Werkgevers en vakbonden roepen het kabinet op een noodfonds in te stellen voor flexwerkers die door de coronacrisis in de problemen komen. Ook moet de regeling voor werktijdverkorting voor meer bedrijven gaan gelden en sneller tot compensatie leiden.
Daarvoor pleit de Stichting voor de Arbeid, waarin de grootste werkgevers- en vakorganisaties zijn verenigd. De stichting wil "samen met het kabinet maatregelen nemen voor het behoud van werk, inkomen en ondernemerschap." Daarover is zij al met het kabinet in gesprek.
De effecten van de uitbraak laten zich voelen "op elke werkvloer in ons land", aldus de stichting. "Gelukkig is de uitgangspositie van de economie goed en het kabinet heeft toegezegd dat er ruimhartig middelen zullen worden ingezet om de bedrijvigheid en werkgelegenheid zoveel mogelijk te behouden."

# TE MAKEN OPDRACHTEN:
1. Vat de tekst over het noodfonds voor flexwerkers samen in twee zinnen.
2. Beantwoord aan de hand van de tekst over het noodfonds voor flexwerkers de volgende vragen.
(a) Voor wie moet het noodfonds volgens werkgevers en vakbonden bestemd zijn?
(b) Welke organisaties zijn verenigd in de Stichting voor de Arbeid?
(c) Hoe beoordeelt de stichting de uitgangspositie van de economie?
3. Neem uit de tekst over het noodfonds voor flexwerkers woordelijk het gedeelte over tussen "Daarvoor pleit de" en "kabinet in gesprek.", beide inbegrepen.
Voor het uitvoeren van de opdrachten zijn de rijen niet nodig.

(Items uit de dataset)
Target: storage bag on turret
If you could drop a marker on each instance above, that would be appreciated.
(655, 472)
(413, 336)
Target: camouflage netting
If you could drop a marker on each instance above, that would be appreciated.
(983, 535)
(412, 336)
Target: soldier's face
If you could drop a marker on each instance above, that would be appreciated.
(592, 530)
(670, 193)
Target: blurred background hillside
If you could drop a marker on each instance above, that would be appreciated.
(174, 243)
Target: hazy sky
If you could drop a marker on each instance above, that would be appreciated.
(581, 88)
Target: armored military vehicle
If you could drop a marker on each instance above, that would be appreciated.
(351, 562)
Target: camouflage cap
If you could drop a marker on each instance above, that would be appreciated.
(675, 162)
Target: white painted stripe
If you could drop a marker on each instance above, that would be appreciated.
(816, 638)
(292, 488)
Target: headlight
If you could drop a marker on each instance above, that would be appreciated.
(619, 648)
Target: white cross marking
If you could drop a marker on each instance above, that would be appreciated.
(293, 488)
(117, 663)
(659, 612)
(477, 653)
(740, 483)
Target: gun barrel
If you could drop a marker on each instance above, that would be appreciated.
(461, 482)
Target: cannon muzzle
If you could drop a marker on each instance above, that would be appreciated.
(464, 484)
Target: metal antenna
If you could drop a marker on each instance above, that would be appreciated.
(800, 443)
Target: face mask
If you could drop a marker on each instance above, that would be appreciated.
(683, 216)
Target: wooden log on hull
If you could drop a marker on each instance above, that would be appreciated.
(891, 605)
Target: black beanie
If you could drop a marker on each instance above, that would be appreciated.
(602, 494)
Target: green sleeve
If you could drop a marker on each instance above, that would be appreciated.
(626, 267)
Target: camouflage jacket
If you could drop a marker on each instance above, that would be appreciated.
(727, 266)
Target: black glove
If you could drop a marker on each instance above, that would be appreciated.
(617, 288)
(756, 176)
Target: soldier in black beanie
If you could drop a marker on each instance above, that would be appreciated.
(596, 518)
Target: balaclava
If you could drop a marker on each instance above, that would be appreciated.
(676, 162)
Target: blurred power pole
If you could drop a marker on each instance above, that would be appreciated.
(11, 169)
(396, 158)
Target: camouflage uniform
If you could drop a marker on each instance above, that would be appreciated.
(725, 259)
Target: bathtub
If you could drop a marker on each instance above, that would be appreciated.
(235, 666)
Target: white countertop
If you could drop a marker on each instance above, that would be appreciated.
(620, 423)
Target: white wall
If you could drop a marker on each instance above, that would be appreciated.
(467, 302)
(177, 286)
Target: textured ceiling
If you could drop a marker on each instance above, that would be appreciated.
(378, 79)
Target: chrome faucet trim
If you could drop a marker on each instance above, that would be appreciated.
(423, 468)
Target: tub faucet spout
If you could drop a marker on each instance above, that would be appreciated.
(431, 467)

# OVERZICHT UITWERKINGEN:
1. De Stichting voor de Arbeid, waarin de grootste werkgevers- en vakorganisaties zijn verenigd, roept het kabinet op een noodfonds in te stellen voor flexwerkers die door de coronacrisis in de problemen komen, en de regeling voor werktijdverkorting voor meer bedrijven te laten gelden en sneller tot compensatie te laten leiden. De stichting is hierover al met het kabinet in gesprek en wijst erop dat de uitgangspositie van de economie goed is en dat het kabinet ruimhartige inzet van middelen heeft toegezegd.

2.
(a) Voor flexwerkers die door de coronacrisis in de problemen komen.
(b) De grootste werkgevers- en vakorganisaties.
(c) Als goed.

3.
Daarvoor pleit de Stichting voor de Arbeid, waarin de grootste werkgevers- en vakorganisaties zijn verenigd. De stichting wil "samen met het kabinet maatregelen nemen voor het behoud van werk, inkomen en ondernemerschap." Daarover is zij al met het kabinet in gesprek.